▸ EXERCISE INSTRUCTIONS
**A.** In the TT finance thread, rewrite the passage from "I think the" up to and including "far back though.", substituting "lease" for every "PCP".
**B.** Continue the TT finance thread from the point where it stops.

▸ DOCUMENT SECTION
--------------------

# Finance etc



## Dash (Oct 5, 2008)

Has anybody found any especially good deals etc?

I think the Mk3 is well outside my sanity price, but I bought a car the other week which on finance was stupidly cheap, so I'm always prepared to be surprised.


----------



## leopard (May 1, 2015)

Not sure about finance on the TT but 10% discount is about right whichever route you take,be it cash or PCP.

I know there were some cracking PCP deals on the Golf not too far back though.


----------



## TortToise (Aug 22, 2009)

I got an email from the local franchise offering a 2.0 petrol S-line TT for £349 per month over 49 months, £3k up front with a balloon payment of £14.75k to keep the car after 4 years. Total price worked out at ~£34.56k.


----------



## leopard (May 1, 2015)

Looks like they're charging full RRP there as the base price for a S-line with S-tronic is that price with no options.


----------



## dredsTT (Feb 16, 2011)

Carwow are offering about 7% off a loaded TTS. DriveTheDeal are the best I've come across with nearly 10% off a TTS. You may well get better deals for pre-reg cars.


----------



## 90TJM (Sep 30, 2013)

My local dealer rang the other week offering £1000 deposit contribution on new TTs.Not that tempted but if the 1.8 comes along at around 3 grand less plus discounts I could be.


----------



## no name (Feb 16, 2014)

My local offered 5k contribution on base models, no deal on tts


----------



## TortToise (Aug 22, 2009)

--------------------

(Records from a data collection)
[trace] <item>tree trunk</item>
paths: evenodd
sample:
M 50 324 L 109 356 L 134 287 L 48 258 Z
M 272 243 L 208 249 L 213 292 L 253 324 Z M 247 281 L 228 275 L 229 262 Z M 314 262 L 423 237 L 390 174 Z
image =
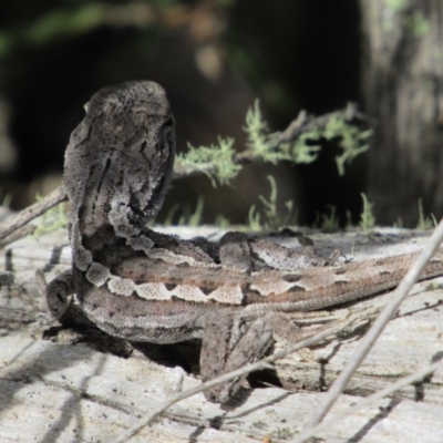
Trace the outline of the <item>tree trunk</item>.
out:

--------------------

▸ TASK-BY-TASK ANSWERS
**A.**
I think the Mk3 is well outside my sanity price, but I bought a car the other week which on finance was stupidly cheap, so I'm always prepared to be surprised.


----------



## leopard (May 1, 2015)

Not sure about finance on the TT but 10% discount is about right whichever route you take,be it cash or lease.

I know there were some cracking lease deals on the Golf not too far back though.

**B.**
leopard said:


> Looks like they're charging full RRP there as the base price for a S-line with S-tronic is that price with no options.


Yeah, but you're effectively getting 'free' credit over those 4 years when you are making monthly payments. There was a 'centre deposite contribution' of £3,228.46 in the deal which I guess is essentially covering the cost of interest.

If the deal was for Quattro (and hence Stronic) with some nice options, I might have been interested. But for base spec S-Line (FWD, Manual), no way.


----------



## ChrisH (Jul 19, 2007)

TortToise said:


> leopard said:
> 
> 
> > Looks like they're charging full RRP there as the base price for a S-line with S-tronic is that price with no options.
> ...


Any particular reason why you don't like S Line FWD, Manual, I'm pleased with mine for local use, nice gearbox, plenty of power, handles OK if not a Cayman, economical?


----------



## TortToise (Aug 22, 2009)

ChrisH said:


> TortToise said:
> 
> 
> > leopard said:
> ...


I want Quattro for extra traction and less understeer, and I much prefer S-Tronic (DSG) to manual.


----------



## Dash (Oct 5, 2008)

I wouldn't buy a FWD TT, to be fair, I wouldn't buy a FWD Audi. It's the selling point of the brand. I really appreciate quattro in the winter on the untreated roads I use.


----------



## Chisser (Jun 24, 2015)

placeborick

Re My local offered 5k contribution on base models, no deal on tts

Can I ask which garage this was and what constitutes a base model?


----------



## no name (Feb 16, 2014)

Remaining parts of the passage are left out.